Provided material.
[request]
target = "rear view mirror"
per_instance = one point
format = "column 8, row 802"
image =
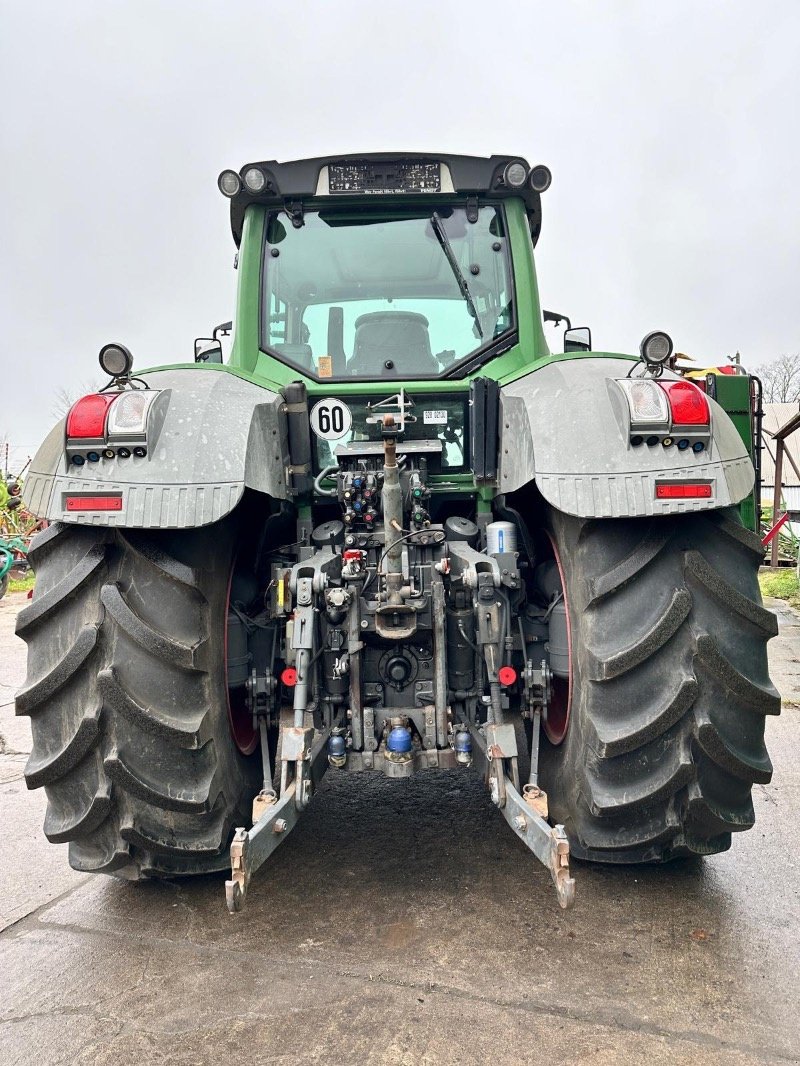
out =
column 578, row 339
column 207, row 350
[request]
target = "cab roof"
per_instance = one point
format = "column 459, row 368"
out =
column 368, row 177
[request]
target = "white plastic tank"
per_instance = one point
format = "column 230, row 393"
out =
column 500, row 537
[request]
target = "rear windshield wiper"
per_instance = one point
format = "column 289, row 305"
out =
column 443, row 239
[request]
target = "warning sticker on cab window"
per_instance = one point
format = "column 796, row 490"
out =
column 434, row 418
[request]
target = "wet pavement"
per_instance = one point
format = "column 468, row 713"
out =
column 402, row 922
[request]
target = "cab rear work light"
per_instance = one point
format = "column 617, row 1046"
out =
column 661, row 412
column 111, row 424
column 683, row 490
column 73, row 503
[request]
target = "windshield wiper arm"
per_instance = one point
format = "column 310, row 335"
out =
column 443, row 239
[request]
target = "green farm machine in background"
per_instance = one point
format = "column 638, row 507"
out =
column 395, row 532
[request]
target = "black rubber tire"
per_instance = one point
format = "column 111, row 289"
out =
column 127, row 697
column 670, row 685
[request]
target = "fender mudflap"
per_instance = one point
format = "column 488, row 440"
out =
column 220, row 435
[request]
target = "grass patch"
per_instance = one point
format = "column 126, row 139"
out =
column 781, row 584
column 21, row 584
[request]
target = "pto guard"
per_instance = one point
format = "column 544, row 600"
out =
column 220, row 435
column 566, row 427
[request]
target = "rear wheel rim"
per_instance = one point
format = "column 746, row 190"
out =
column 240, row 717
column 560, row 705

Task details.
Quote every one of the rows above verbatim, leaving out any pictures they contain.

Written response.
[request]
target = "rear view mirror"
per_instance = one point
format = "column 8, row 802"
image =
out =
column 578, row 339
column 207, row 350
[request]
target = "cab roof"
per_instance = one point
format = "column 459, row 368"
out =
column 368, row 177
[request]
target = "white plastic tank"
per_instance = one point
format = "column 230, row 393"
out =
column 500, row 537
[request]
target = "rear windshield wiper"
per_instance = one point
format = "column 289, row 305"
out =
column 443, row 239
[request]
target = "warning sticker on cab window"
per_instance = one point
format = "column 796, row 490"
out =
column 434, row 418
[request]
target = "wet pavement"
per_instance = one point
format = "column 468, row 713"
out =
column 402, row 922
[request]
target = "cab rear work light"
per_instance = one point
format = "column 617, row 1046"
out =
column 661, row 412
column 111, row 424
column 683, row 490
column 73, row 503
[request]
target = "windshield wiper arm"
per_instance = one point
format = "column 310, row 335"
out =
column 443, row 239
[request]
target = "green farm machine in background"
per_instance = one point
format = "column 638, row 507"
out =
column 395, row 532
[request]
target = "black rubber tire"
per_instance = one point
format = "column 111, row 289"
out =
column 127, row 697
column 670, row 685
[request]
target = "fender mudflap"
per_instance = one point
format = "column 488, row 440"
out =
column 220, row 435
[request]
target = "grass patch"
per_instance = one point
format = "column 126, row 139"
out =
column 781, row 584
column 21, row 584
[request]
target = "pto guard"
per_instance = one point
format = "column 544, row 600"
out =
column 220, row 435
column 566, row 427
[request]
target = "rear wheel rim"
per_instance = one point
format = "column 746, row 190"
out =
column 240, row 717
column 560, row 705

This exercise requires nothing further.